#### [THE REQUEST]
Please convert the lines of the records below, from the line with "Pinpoint grandstand across" up to and including the line with "[363,125,392,177]", into a JSON list of strings with one string per line and blank lines left out.

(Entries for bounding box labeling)
:::

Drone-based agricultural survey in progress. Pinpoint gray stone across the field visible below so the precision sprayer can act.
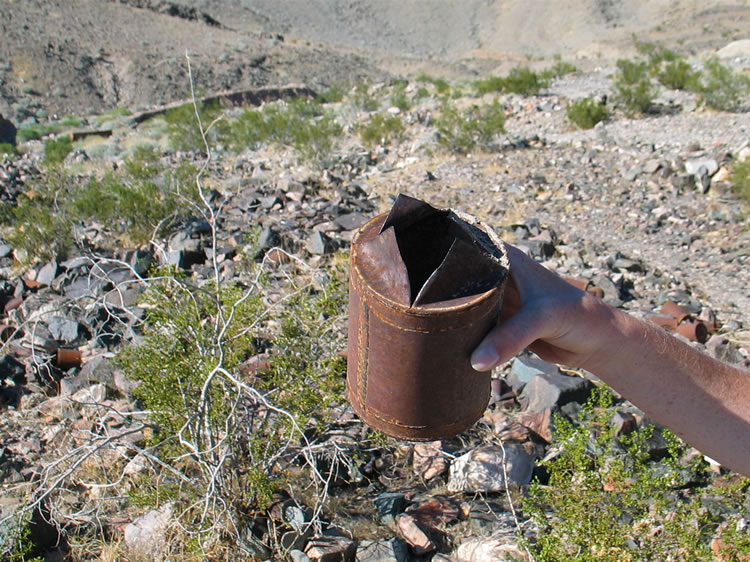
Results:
[685,158,719,176]
[0,113,18,146]
[448,444,534,492]
[706,334,744,364]
[521,373,593,412]
[456,537,527,562]
[168,230,201,252]
[307,232,331,256]
[357,537,410,562]
[0,354,26,384]
[612,410,638,437]
[124,502,174,559]
[281,500,313,550]
[289,549,310,562]
[60,375,91,396]
[506,355,560,394]
[643,159,661,174]
[373,492,406,527]
[36,260,58,285]
[334,213,367,230]
[47,316,81,345]
[716,39,750,59]
[80,355,117,389]
[70,384,107,404]
[396,513,437,556]
[258,226,279,250]
[305,534,357,562]
[593,275,622,307]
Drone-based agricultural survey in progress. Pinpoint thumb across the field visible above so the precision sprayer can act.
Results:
[471,308,549,371]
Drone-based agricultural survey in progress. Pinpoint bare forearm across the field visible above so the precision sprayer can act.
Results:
[584,305,750,475]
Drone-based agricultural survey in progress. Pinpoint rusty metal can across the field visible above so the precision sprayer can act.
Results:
[347,196,508,441]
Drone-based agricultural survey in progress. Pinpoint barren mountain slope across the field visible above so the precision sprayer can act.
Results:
[0,0,378,121]
[186,0,750,59]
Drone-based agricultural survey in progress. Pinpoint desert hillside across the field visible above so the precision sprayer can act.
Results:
[0,0,750,562]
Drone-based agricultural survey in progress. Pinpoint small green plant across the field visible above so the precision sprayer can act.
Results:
[391,80,411,111]
[3,148,199,261]
[730,159,750,202]
[217,98,343,159]
[635,40,682,70]
[317,84,345,103]
[474,66,549,96]
[474,76,505,96]
[656,59,700,90]
[504,66,548,96]
[357,113,404,147]
[542,55,578,81]
[614,59,656,113]
[435,100,505,154]
[697,58,750,111]
[0,142,18,156]
[118,262,346,517]
[567,98,609,129]
[416,74,451,94]
[352,82,380,111]
[164,102,221,152]
[44,136,73,164]
[94,106,133,125]
[16,115,81,142]
[523,387,750,562]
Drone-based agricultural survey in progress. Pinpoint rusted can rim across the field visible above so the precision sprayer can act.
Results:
[350,213,510,318]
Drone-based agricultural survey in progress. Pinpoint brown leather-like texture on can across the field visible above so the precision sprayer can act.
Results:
[347,199,507,441]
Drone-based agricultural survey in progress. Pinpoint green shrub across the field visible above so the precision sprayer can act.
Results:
[730,159,750,202]
[567,98,609,129]
[218,98,343,158]
[164,102,221,152]
[523,387,750,562]
[697,58,750,111]
[474,76,505,96]
[317,84,344,103]
[505,66,548,96]
[391,80,411,111]
[416,74,451,94]
[614,59,657,113]
[474,66,549,96]
[635,41,682,70]
[435,100,505,154]
[16,115,81,142]
[542,56,578,82]
[656,59,700,90]
[44,137,73,164]
[357,113,404,147]
[118,260,346,510]
[414,86,430,100]
[0,142,18,156]
[94,107,133,125]
[352,82,380,111]
[4,144,199,261]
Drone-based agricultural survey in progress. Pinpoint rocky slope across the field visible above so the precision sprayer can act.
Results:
[0,0,750,562]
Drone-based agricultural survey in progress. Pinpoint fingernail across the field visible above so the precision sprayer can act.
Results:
[471,342,500,371]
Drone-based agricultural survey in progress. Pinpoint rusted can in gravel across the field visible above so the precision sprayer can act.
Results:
[347,195,509,441]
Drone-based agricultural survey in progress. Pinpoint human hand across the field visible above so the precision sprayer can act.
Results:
[471,244,616,371]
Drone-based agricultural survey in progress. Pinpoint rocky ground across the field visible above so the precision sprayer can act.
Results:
[0,1,750,562]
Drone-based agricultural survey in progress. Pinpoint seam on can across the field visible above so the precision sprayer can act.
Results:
[357,299,370,400]
[363,288,506,334]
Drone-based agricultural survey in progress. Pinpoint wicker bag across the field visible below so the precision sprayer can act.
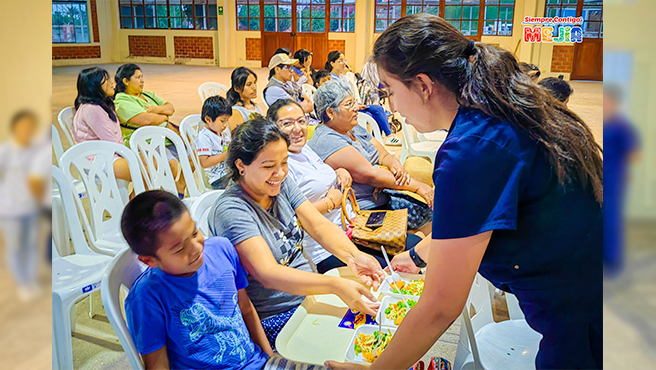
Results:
[342,187,408,255]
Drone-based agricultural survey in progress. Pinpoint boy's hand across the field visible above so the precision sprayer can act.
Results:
[348,251,385,290]
[335,278,380,317]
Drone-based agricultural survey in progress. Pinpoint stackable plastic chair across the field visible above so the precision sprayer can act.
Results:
[130,126,201,207]
[53,107,75,146]
[198,82,228,102]
[180,114,212,193]
[59,140,145,256]
[453,274,542,370]
[189,190,224,239]
[358,112,385,144]
[52,166,112,369]
[100,249,148,370]
[401,117,442,165]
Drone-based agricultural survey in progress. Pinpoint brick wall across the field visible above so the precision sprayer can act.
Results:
[128,35,166,58]
[173,36,214,59]
[246,38,262,60]
[52,46,100,60]
[551,46,574,73]
[89,0,100,42]
[328,40,346,52]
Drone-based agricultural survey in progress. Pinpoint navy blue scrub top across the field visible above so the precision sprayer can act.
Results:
[433,107,603,292]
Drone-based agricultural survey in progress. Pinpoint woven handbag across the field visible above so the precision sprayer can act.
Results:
[342,187,408,255]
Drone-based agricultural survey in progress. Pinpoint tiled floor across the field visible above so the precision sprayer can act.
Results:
[52,64,603,369]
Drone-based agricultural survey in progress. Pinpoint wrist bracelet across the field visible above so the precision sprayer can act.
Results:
[409,248,426,268]
[328,194,337,209]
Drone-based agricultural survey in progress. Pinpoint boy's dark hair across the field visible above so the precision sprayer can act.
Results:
[226,117,289,182]
[9,109,38,132]
[267,99,303,122]
[200,95,232,122]
[312,69,330,87]
[538,75,574,103]
[121,190,187,257]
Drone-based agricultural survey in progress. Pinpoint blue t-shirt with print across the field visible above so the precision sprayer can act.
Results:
[125,237,268,370]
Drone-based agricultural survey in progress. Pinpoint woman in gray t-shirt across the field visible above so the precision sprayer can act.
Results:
[308,80,433,234]
[209,118,385,347]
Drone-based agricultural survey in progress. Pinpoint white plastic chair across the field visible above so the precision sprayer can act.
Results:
[198,82,228,103]
[401,117,442,165]
[189,190,224,239]
[301,84,317,100]
[100,249,148,370]
[358,112,385,144]
[130,126,201,206]
[180,114,211,193]
[52,166,112,369]
[53,107,75,146]
[453,274,542,370]
[59,140,145,256]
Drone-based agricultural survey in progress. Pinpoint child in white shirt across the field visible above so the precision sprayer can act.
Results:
[196,95,232,189]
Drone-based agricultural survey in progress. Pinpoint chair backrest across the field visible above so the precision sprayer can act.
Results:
[57,107,75,146]
[301,84,317,100]
[100,249,147,370]
[460,273,494,369]
[189,190,224,238]
[198,82,228,102]
[130,126,200,197]
[52,165,97,258]
[52,123,64,163]
[358,112,385,144]
[180,114,211,193]
[59,140,145,240]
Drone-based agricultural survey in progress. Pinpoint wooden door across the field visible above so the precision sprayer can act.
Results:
[570,0,604,81]
[260,0,328,69]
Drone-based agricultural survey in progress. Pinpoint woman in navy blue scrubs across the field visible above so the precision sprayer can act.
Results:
[326,14,603,369]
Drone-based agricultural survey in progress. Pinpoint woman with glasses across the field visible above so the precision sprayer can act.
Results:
[262,54,314,113]
[209,118,384,348]
[308,80,433,235]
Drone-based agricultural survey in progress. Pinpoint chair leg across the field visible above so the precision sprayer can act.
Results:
[52,294,73,370]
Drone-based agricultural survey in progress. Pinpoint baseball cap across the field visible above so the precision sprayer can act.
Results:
[269,54,298,69]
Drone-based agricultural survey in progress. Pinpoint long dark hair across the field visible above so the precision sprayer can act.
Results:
[114,63,141,94]
[373,14,603,204]
[226,117,289,182]
[324,50,344,72]
[75,67,118,121]
[226,67,257,106]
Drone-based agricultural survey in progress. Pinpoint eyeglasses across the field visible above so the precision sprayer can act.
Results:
[340,100,358,110]
[278,114,310,131]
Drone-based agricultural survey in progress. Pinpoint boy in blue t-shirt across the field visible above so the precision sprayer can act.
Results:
[121,191,328,370]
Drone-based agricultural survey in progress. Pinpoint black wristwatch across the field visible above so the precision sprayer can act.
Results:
[409,248,426,268]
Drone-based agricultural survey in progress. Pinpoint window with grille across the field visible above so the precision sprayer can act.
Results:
[119,0,218,30]
[483,0,515,36]
[52,0,91,43]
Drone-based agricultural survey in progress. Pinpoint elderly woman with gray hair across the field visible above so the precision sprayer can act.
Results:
[308,80,433,234]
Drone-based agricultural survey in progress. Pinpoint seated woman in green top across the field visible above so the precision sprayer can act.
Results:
[114,63,185,194]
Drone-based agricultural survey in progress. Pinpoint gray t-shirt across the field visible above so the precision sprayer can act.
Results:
[308,125,389,209]
[209,177,312,319]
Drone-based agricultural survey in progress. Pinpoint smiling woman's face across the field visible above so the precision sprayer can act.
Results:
[235,139,289,201]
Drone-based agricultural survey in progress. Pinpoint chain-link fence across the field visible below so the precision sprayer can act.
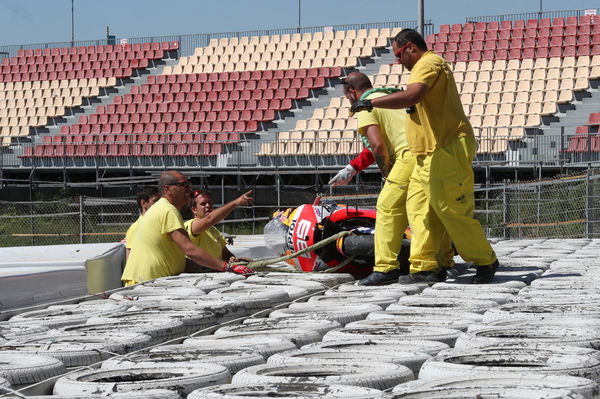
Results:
[0,196,273,247]
[475,169,600,239]
[0,197,138,246]
[0,169,600,246]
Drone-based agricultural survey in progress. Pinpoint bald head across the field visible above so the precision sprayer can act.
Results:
[158,170,185,194]
[344,72,373,93]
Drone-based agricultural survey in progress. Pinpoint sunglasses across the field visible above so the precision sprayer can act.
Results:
[394,42,410,58]
[167,180,192,188]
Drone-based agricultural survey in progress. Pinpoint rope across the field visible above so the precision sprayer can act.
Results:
[233,231,354,273]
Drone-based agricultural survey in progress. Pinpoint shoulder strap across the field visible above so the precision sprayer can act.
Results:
[360,87,402,101]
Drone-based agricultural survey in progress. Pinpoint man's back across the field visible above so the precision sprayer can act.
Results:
[121,198,185,282]
[406,51,473,155]
[356,92,407,159]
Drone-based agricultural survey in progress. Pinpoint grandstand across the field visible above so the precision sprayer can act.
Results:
[0,11,600,195]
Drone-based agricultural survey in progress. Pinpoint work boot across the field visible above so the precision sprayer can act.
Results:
[358,269,400,285]
[398,269,446,284]
[471,259,500,284]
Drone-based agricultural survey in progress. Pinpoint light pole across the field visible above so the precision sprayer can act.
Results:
[298,0,302,33]
[417,0,425,37]
[71,0,75,47]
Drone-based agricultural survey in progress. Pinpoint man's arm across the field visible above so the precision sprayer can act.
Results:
[169,229,227,272]
[328,147,375,187]
[192,190,252,236]
[350,83,429,112]
[350,147,375,172]
[363,125,392,177]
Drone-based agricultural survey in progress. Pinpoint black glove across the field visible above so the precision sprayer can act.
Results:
[350,100,373,114]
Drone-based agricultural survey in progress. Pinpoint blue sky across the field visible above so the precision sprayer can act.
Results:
[0,0,598,45]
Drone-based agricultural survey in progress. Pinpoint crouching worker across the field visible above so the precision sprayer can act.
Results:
[121,170,252,286]
[184,190,252,273]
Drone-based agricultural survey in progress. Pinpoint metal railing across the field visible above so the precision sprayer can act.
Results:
[465,8,599,23]
[0,168,600,246]
[0,20,434,57]
[0,128,600,170]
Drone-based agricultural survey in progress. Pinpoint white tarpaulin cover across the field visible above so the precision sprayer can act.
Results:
[0,243,124,310]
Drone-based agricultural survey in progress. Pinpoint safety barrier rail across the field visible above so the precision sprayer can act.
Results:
[0,20,434,58]
[0,128,600,169]
[465,8,599,23]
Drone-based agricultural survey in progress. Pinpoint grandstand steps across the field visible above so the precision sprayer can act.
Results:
[32,58,178,144]
[257,47,395,142]
[541,80,600,135]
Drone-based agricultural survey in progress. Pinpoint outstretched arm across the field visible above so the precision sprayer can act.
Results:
[364,125,392,177]
[169,229,227,272]
[192,190,252,236]
[350,83,429,112]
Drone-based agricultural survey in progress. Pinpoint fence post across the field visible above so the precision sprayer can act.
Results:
[79,195,83,244]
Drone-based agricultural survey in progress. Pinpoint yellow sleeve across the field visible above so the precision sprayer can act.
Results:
[356,109,379,136]
[160,207,184,234]
[408,55,442,87]
[215,228,227,247]
[125,216,141,249]
[183,219,196,238]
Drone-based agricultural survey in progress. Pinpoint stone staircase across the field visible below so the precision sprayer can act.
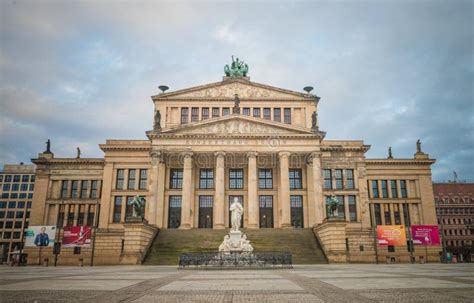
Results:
[143,228,327,265]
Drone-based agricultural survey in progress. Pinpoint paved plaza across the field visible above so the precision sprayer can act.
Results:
[0,264,474,303]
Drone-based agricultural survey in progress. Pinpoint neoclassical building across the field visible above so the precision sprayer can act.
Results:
[28,65,439,264]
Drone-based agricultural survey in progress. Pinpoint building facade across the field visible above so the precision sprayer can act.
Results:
[0,164,35,264]
[25,67,438,263]
[433,182,474,262]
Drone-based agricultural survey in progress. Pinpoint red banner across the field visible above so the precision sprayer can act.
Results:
[377,225,407,246]
[411,225,441,246]
[63,226,92,247]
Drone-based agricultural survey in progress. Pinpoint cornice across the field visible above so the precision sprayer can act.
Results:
[365,159,436,165]
[31,158,105,165]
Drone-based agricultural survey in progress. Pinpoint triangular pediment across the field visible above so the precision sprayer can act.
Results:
[161,114,314,135]
[152,78,314,100]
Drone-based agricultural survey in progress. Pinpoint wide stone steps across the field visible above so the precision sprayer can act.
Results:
[144,228,327,265]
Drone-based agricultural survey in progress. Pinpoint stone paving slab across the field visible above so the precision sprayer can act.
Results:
[158,279,303,291]
[320,278,474,289]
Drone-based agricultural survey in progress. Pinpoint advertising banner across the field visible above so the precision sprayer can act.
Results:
[377,225,407,246]
[62,226,92,247]
[25,225,56,247]
[411,225,441,246]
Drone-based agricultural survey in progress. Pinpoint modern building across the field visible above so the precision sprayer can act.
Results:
[28,63,441,264]
[0,163,35,264]
[433,182,474,261]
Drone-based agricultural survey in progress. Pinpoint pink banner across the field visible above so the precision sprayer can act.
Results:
[63,226,91,247]
[411,225,441,246]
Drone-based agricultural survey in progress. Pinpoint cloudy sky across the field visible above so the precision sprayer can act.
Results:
[0,0,474,182]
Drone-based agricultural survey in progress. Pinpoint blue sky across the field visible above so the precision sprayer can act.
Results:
[0,0,474,182]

:::

#### [TASK SOLUTION]
[
  "Drone-based agricultural survey in progress. Pinpoint grandstand across the field visible above so the precision sprayer can act.",
  "Results:",
  "[0,11,600,195]",
  "Drone-based agricultural survey in progress. Pinpoint work boot across the field visible above so the precision sprayer can act.",
  "Results:",
  "[358,269,400,285]",
  "[398,269,446,284]",
  "[471,259,500,284]",
  "Drone-based agricultural survey in progress. Pinpoint light pole across the field visible above so the precision sprayer can act.",
  "Results:",
  "[298,0,302,33]",
  "[417,0,425,37]",
  "[71,0,75,47]",
  "Drone-based agricultural survey in progress. Pinpoint man's arm across the field visible above so the precision sprayer can act.",
  "Results:",
  "[169,229,227,272]",
  "[328,147,375,187]",
  "[192,190,252,236]",
  "[350,83,429,112]",
  "[350,147,375,172]",
  "[363,125,392,177]"
]